[BEGIN TEXT EXTRACT]

We all know who the ‘60s Meg White was, the great Maureen Tucker (I’m questioning my habit of comparing musicians, don’t worry. I’ll grow out of it someday.). Thing is, Tucker more often than not had an irresponsible and inimitable pulsating primitivism that set her apart from the likely peers of psych-rock percussionists in the best way. It’s arresting. Meg (their last names are both White so I’ll just use first names), on the other hand, wasn’t always that emotionally effective in her more unpolished and improper drumming. Matter of thought, it’s simply more visible in this third album of theirs rather than effective in getting to that guttural reptilian brain corner we’ve all got for decent music.


Occasionally, this drumming can serve as sufficiently disorienting as provided by Aluminum, but it doesn’t seem like a lot of these songs care about serving any fancy-shmancy sophisticated structuring. That’s fine, no worries. Perhaps each song being sufficient in terms of emotional resonance and laying those thoughts and feelings of yours upside down as if they’ve constructed a hanging garden only for your brain’s humiliation. But it just doesn’t do much for me in that regard.

[END TEXT EXTRACT]

_PROMPT 1_
From the review excerpt, list the adjectives that describe Tucker's primitivism.
_PROMPT 2_
Please pull out every line of the listing that contains the string "flag".

[BEGIN EXTRACTED RECORDS]

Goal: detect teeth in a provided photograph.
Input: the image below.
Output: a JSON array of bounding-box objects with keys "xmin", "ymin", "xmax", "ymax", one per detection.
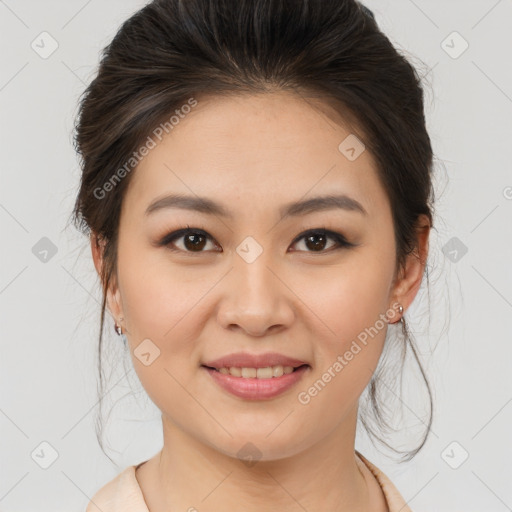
[{"xmin": 217, "ymin": 365, "xmax": 294, "ymax": 379}]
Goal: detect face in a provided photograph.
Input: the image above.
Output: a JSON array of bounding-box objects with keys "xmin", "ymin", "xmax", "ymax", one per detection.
[{"xmin": 94, "ymin": 93, "xmax": 421, "ymax": 460}]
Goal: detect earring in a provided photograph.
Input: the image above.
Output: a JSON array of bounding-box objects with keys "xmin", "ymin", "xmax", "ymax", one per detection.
[
  {"xmin": 398, "ymin": 304, "xmax": 405, "ymax": 324},
  {"xmin": 114, "ymin": 317, "xmax": 123, "ymax": 336}
]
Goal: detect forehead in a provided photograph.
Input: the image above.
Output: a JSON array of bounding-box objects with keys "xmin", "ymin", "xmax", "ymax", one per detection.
[{"xmin": 124, "ymin": 93, "xmax": 386, "ymax": 218}]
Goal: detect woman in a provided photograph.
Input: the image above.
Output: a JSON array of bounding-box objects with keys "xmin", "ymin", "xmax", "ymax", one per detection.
[{"xmin": 74, "ymin": 0, "xmax": 433, "ymax": 512}]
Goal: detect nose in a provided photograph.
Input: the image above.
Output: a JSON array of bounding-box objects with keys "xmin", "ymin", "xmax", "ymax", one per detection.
[{"xmin": 217, "ymin": 247, "xmax": 295, "ymax": 337}]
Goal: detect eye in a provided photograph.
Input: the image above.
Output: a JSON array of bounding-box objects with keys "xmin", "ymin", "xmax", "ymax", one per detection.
[
  {"xmin": 159, "ymin": 226, "xmax": 218, "ymax": 253},
  {"xmin": 158, "ymin": 226, "xmax": 355, "ymax": 253},
  {"xmin": 293, "ymin": 228, "xmax": 355, "ymax": 253}
]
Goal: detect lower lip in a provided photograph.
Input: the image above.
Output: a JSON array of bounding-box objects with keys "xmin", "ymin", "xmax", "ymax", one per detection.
[{"xmin": 203, "ymin": 366, "xmax": 309, "ymax": 400}]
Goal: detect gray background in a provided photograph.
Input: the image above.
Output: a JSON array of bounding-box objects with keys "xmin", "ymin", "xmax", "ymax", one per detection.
[{"xmin": 0, "ymin": 0, "xmax": 512, "ymax": 512}]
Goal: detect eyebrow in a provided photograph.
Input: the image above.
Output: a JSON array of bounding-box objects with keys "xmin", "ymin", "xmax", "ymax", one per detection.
[{"xmin": 145, "ymin": 194, "xmax": 368, "ymax": 219}]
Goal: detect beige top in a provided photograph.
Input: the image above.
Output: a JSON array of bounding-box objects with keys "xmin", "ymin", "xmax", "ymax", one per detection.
[{"xmin": 86, "ymin": 450, "xmax": 412, "ymax": 512}]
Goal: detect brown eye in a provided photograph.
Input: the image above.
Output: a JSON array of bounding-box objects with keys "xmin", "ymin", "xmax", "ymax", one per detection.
[
  {"xmin": 294, "ymin": 229, "xmax": 353, "ymax": 253},
  {"xmin": 159, "ymin": 228, "xmax": 218, "ymax": 253}
]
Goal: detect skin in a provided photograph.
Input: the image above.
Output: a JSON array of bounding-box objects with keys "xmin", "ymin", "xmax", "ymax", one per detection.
[{"xmin": 91, "ymin": 92, "xmax": 430, "ymax": 512}]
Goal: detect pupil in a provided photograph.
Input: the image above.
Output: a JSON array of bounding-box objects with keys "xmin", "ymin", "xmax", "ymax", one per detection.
[
  {"xmin": 185, "ymin": 234, "xmax": 205, "ymax": 250},
  {"xmin": 306, "ymin": 234, "xmax": 325, "ymax": 249}
]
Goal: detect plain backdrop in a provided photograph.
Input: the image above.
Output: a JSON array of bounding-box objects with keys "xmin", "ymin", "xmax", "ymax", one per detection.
[{"xmin": 0, "ymin": 0, "xmax": 512, "ymax": 512}]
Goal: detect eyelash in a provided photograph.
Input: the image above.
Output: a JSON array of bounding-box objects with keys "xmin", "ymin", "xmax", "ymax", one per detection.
[{"xmin": 158, "ymin": 225, "xmax": 356, "ymax": 255}]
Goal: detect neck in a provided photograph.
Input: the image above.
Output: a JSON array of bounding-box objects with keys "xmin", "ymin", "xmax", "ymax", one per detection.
[{"xmin": 140, "ymin": 409, "xmax": 385, "ymax": 512}]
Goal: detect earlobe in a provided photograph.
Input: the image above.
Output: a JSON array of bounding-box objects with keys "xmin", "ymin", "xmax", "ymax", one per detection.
[
  {"xmin": 90, "ymin": 233, "xmax": 123, "ymax": 321},
  {"xmin": 393, "ymin": 215, "xmax": 431, "ymax": 311}
]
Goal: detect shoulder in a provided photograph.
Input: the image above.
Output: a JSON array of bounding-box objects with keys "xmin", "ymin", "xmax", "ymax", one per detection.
[
  {"xmin": 356, "ymin": 450, "xmax": 412, "ymax": 512},
  {"xmin": 85, "ymin": 466, "xmax": 149, "ymax": 512}
]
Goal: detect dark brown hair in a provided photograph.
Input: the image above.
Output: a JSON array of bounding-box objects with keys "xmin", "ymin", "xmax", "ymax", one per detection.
[{"xmin": 69, "ymin": 0, "xmax": 434, "ymax": 460}]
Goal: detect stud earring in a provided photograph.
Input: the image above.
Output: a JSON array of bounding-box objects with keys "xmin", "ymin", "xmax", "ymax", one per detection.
[
  {"xmin": 114, "ymin": 317, "xmax": 123, "ymax": 336},
  {"xmin": 398, "ymin": 304, "xmax": 405, "ymax": 324}
]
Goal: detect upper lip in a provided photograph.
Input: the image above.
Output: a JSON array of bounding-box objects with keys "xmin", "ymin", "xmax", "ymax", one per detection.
[{"xmin": 203, "ymin": 352, "xmax": 307, "ymax": 368}]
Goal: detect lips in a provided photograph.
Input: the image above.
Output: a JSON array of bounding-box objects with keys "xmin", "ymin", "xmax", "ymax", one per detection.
[{"xmin": 202, "ymin": 352, "xmax": 309, "ymax": 370}]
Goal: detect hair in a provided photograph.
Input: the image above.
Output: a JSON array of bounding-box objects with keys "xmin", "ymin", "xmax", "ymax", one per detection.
[{"xmin": 72, "ymin": 0, "xmax": 434, "ymax": 460}]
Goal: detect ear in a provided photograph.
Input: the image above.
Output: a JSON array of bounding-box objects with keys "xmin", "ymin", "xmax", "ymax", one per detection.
[
  {"xmin": 391, "ymin": 215, "xmax": 431, "ymax": 318},
  {"xmin": 90, "ymin": 232, "xmax": 124, "ymax": 324}
]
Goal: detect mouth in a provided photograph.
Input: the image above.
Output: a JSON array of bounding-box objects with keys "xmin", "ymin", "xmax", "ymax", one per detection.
[{"xmin": 201, "ymin": 363, "xmax": 309, "ymax": 379}]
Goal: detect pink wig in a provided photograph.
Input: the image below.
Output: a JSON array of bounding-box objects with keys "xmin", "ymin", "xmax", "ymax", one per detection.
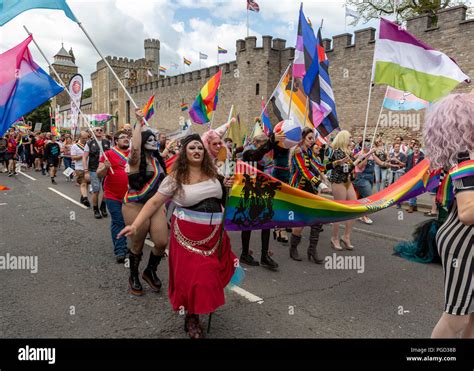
[
  {"xmin": 423, "ymin": 94, "xmax": 474, "ymax": 168},
  {"xmin": 201, "ymin": 130, "xmax": 226, "ymax": 158}
]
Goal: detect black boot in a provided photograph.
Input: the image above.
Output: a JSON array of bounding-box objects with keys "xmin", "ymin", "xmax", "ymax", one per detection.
[
  {"xmin": 308, "ymin": 224, "xmax": 324, "ymax": 264},
  {"xmin": 142, "ymin": 251, "xmax": 163, "ymax": 292},
  {"xmin": 128, "ymin": 251, "xmax": 143, "ymax": 296},
  {"xmin": 100, "ymin": 201, "xmax": 109, "ymax": 218},
  {"xmin": 290, "ymin": 233, "xmax": 302, "ymax": 261},
  {"xmin": 94, "ymin": 206, "xmax": 102, "ymax": 219}
]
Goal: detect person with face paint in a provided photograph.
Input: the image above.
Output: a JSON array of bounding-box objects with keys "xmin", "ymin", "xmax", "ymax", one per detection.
[
  {"xmin": 290, "ymin": 128, "xmax": 332, "ymax": 264},
  {"xmin": 122, "ymin": 110, "xmax": 168, "ymax": 296},
  {"xmin": 119, "ymin": 134, "xmax": 238, "ymax": 339}
]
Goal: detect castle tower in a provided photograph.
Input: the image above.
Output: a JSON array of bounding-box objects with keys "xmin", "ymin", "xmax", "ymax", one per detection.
[
  {"xmin": 144, "ymin": 39, "xmax": 160, "ymax": 75},
  {"xmin": 49, "ymin": 44, "xmax": 79, "ymax": 107}
]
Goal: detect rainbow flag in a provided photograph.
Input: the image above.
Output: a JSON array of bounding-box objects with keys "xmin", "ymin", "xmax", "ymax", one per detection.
[
  {"xmin": 225, "ymin": 160, "xmax": 436, "ymax": 231},
  {"xmin": 143, "ymin": 95, "xmax": 155, "ymax": 121},
  {"xmin": 189, "ymin": 70, "xmax": 222, "ymax": 124},
  {"xmin": 436, "ymin": 160, "xmax": 474, "ymax": 207},
  {"xmin": 51, "ymin": 122, "xmax": 59, "ymax": 137},
  {"xmin": 262, "ymin": 100, "xmax": 273, "ymax": 136}
]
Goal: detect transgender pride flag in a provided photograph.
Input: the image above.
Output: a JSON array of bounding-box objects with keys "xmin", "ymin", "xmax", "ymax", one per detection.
[{"xmin": 0, "ymin": 35, "xmax": 64, "ymax": 135}]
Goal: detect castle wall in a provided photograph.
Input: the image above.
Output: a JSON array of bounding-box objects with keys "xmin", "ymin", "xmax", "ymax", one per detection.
[{"xmin": 92, "ymin": 6, "xmax": 474, "ymax": 146}]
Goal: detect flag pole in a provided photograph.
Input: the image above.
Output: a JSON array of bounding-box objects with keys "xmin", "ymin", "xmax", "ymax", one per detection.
[
  {"xmin": 23, "ymin": 25, "xmax": 114, "ymax": 174},
  {"xmin": 260, "ymin": 63, "xmax": 291, "ymax": 116},
  {"xmin": 76, "ymin": 18, "xmax": 150, "ymax": 126},
  {"xmin": 247, "ymin": 4, "xmax": 249, "ymax": 37},
  {"xmin": 288, "ymin": 63, "xmax": 295, "ymax": 120},
  {"xmin": 368, "ymin": 85, "xmax": 388, "ymax": 149}
]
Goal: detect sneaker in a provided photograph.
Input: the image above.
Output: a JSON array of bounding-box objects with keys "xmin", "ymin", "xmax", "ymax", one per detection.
[
  {"xmin": 260, "ymin": 255, "xmax": 278, "ymax": 271},
  {"xmin": 239, "ymin": 254, "xmax": 260, "ymax": 267}
]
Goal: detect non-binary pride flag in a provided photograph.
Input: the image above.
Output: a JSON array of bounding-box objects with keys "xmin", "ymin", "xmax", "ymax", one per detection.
[
  {"xmin": 0, "ymin": 35, "xmax": 64, "ymax": 136},
  {"xmin": 143, "ymin": 95, "xmax": 155, "ymax": 121},
  {"xmin": 383, "ymin": 86, "xmax": 430, "ymax": 111},
  {"xmin": 0, "ymin": 0, "xmax": 79, "ymax": 26},
  {"xmin": 373, "ymin": 18, "xmax": 470, "ymax": 102},
  {"xmin": 189, "ymin": 70, "xmax": 222, "ymax": 124}
]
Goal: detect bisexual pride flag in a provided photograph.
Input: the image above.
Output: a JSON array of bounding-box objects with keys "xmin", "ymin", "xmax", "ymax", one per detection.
[{"xmin": 0, "ymin": 35, "xmax": 64, "ymax": 135}]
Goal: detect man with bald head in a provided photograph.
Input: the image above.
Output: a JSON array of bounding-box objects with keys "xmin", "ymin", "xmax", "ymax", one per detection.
[{"xmin": 71, "ymin": 131, "xmax": 91, "ymax": 207}]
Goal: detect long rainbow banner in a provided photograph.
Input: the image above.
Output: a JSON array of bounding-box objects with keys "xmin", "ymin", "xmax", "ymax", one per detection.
[{"xmin": 225, "ymin": 160, "xmax": 439, "ymax": 231}]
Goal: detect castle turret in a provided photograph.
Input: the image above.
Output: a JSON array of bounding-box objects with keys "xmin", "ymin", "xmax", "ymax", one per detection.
[{"xmin": 144, "ymin": 39, "xmax": 160, "ymax": 74}]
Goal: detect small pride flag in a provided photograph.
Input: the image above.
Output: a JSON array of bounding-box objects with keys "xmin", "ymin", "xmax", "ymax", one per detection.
[{"xmin": 143, "ymin": 95, "xmax": 155, "ymax": 121}]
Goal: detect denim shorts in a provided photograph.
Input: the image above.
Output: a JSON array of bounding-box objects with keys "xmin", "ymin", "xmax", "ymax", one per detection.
[{"xmin": 89, "ymin": 171, "xmax": 100, "ymax": 193}]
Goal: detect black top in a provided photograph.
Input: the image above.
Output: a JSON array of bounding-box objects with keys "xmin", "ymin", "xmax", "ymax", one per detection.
[{"xmin": 87, "ymin": 139, "xmax": 110, "ymax": 171}]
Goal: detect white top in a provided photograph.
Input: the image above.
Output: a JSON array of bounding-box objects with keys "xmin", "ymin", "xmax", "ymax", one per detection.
[
  {"xmin": 158, "ymin": 176, "xmax": 222, "ymax": 207},
  {"xmin": 71, "ymin": 144, "xmax": 84, "ymax": 170}
]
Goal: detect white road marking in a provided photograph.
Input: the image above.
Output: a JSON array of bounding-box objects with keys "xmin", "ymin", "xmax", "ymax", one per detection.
[
  {"xmin": 48, "ymin": 187, "xmax": 87, "ymax": 209},
  {"xmin": 18, "ymin": 171, "xmax": 36, "ymax": 180},
  {"xmin": 145, "ymin": 240, "xmax": 263, "ymax": 304},
  {"xmin": 230, "ymin": 286, "xmax": 263, "ymax": 304}
]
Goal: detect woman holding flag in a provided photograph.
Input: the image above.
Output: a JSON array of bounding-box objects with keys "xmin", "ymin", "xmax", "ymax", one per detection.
[
  {"xmin": 119, "ymin": 134, "xmax": 238, "ymax": 339},
  {"xmin": 423, "ymin": 94, "xmax": 474, "ymax": 338}
]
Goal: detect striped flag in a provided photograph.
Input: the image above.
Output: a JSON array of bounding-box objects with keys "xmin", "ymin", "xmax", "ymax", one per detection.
[
  {"xmin": 372, "ymin": 18, "xmax": 470, "ymax": 102},
  {"xmin": 143, "ymin": 95, "xmax": 155, "ymax": 121},
  {"xmin": 383, "ymin": 86, "xmax": 430, "ymax": 111},
  {"xmin": 247, "ymin": 0, "xmax": 260, "ymax": 13}
]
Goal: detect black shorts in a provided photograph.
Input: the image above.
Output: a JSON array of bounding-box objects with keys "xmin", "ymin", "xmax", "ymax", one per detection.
[{"xmin": 46, "ymin": 158, "xmax": 59, "ymax": 167}]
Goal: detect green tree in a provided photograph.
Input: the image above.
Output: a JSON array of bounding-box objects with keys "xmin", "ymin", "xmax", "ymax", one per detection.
[
  {"xmin": 24, "ymin": 100, "xmax": 51, "ymax": 132},
  {"xmin": 345, "ymin": 0, "xmax": 470, "ymax": 26},
  {"xmin": 82, "ymin": 88, "xmax": 92, "ymax": 99}
]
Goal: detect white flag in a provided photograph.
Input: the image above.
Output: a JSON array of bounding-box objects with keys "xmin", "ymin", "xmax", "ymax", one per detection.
[{"xmin": 346, "ymin": 7, "xmax": 360, "ymax": 19}]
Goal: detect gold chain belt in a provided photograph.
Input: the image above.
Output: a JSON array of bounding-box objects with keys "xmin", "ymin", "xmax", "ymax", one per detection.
[{"xmin": 173, "ymin": 221, "xmax": 220, "ymax": 256}]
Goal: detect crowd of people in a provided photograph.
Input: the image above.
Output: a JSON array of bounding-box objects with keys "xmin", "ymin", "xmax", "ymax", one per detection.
[{"xmin": 0, "ymin": 91, "xmax": 474, "ymax": 338}]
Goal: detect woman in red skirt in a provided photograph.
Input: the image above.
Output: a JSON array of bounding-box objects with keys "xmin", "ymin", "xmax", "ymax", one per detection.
[{"xmin": 119, "ymin": 134, "xmax": 238, "ymax": 338}]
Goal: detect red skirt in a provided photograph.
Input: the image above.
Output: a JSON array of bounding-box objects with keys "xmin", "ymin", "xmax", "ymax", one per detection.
[{"xmin": 168, "ymin": 209, "xmax": 238, "ymax": 314}]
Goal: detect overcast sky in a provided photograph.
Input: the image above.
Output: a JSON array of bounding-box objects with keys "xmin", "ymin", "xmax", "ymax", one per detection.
[{"xmin": 0, "ymin": 0, "xmax": 470, "ymax": 87}]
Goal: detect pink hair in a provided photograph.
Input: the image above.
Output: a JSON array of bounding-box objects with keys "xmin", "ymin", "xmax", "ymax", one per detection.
[
  {"xmin": 423, "ymin": 94, "xmax": 474, "ymax": 168},
  {"xmin": 201, "ymin": 130, "xmax": 226, "ymax": 158}
]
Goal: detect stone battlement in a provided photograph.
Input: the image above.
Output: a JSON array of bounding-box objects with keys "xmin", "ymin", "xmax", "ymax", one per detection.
[
  {"xmin": 130, "ymin": 61, "xmax": 237, "ymax": 93},
  {"xmin": 323, "ymin": 5, "xmax": 474, "ymax": 53}
]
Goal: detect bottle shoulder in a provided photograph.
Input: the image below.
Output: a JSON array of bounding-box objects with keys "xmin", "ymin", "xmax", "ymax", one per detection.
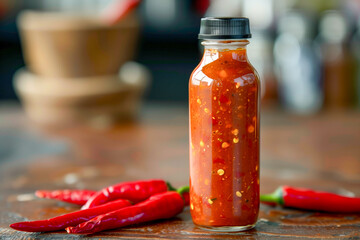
[{"xmin": 189, "ymin": 57, "xmax": 260, "ymax": 86}]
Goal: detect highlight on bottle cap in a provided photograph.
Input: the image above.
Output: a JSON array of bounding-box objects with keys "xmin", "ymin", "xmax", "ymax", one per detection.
[{"xmin": 199, "ymin": 17, "xmax": 251, "ymax": 39}]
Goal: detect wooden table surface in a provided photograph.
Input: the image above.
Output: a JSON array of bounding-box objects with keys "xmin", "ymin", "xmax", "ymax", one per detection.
[{"xmin": 0, "ymin": 104, "xmax": 360, "ymax": 239}]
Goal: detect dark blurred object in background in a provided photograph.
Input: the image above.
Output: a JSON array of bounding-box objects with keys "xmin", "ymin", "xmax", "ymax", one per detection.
[
  {"xmin": 316, "ymin": 11, "xmax": 356, "ymax": 109},
  {"xmin": 274, "ymin": 11, "xmax": 323, "ymax": 114}
]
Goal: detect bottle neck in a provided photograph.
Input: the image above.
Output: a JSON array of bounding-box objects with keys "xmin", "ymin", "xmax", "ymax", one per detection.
[{"xmin": 201, "ymin": 40, "xmax": 249, "ymax": 64}]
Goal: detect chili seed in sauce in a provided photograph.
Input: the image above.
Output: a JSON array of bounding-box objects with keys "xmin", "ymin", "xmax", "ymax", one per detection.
[{"xmin": 221, "ymin": 142, "xmax": 230, "ymax": 148}]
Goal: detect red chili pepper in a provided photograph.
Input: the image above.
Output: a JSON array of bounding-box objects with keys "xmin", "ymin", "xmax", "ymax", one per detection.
[
  {"xmin": 82, "ymin": 179, "xmax": 168, "ymax": 209},
  {"xmin": 35, "ymin": 189, "xmax": 96, "ymax": 205},
  {"xmin": 10, "ymin": 199, "xmax": 131, "ymax": 232},
  {"xmin": 260, "ymin": 186, "xmax": 360, "ymax": 213},
  {"xmin": 66, "ymin": 187, "xmax": 189, "ymax": 234}
]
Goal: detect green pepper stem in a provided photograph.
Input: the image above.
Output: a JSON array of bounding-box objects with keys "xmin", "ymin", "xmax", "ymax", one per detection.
[
  {"xmin": 260, "ymin": 187, "xmax": 284, "ymax": 205},
  {"xmin": 176, "ymin": 186, "xmax": 190, "ymax": 195}
]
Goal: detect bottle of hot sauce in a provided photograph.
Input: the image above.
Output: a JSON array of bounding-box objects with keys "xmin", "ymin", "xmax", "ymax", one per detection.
[{"xmin": 189, "ymin": 18, "xmax": 260, "ymax": 232}]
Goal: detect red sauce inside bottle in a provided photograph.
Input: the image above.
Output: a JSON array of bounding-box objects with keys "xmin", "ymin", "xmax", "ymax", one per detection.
[{"xmin": 189, "ymin": 47, "xmax": 260, "ymax": 227}]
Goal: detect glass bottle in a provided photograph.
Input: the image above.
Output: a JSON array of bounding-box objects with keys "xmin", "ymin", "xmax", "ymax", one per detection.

[END EXTRACTED RECORDS]

_FULL RESPONSE 1_
irresponsible, inimitable, pulsating

_FULL RESPONSE 2_
Goal: detect rainbow flag in a provided photograph.
Goal: detect transgender pride flag in a provided photograph.
Goal: detect flag pole in a provided photograph.
Goal: detect non-binary pride flag in a provided photograph.
Goal: detect bisexual pride flag in a provided photograph.
Goal: detect small pride flag in a provided photograph.
Goal: detect woman holding flag in a provided photograph.
Goal: detect striped flag in a provided photograph.
Goal: detect white flag in a provided photograph.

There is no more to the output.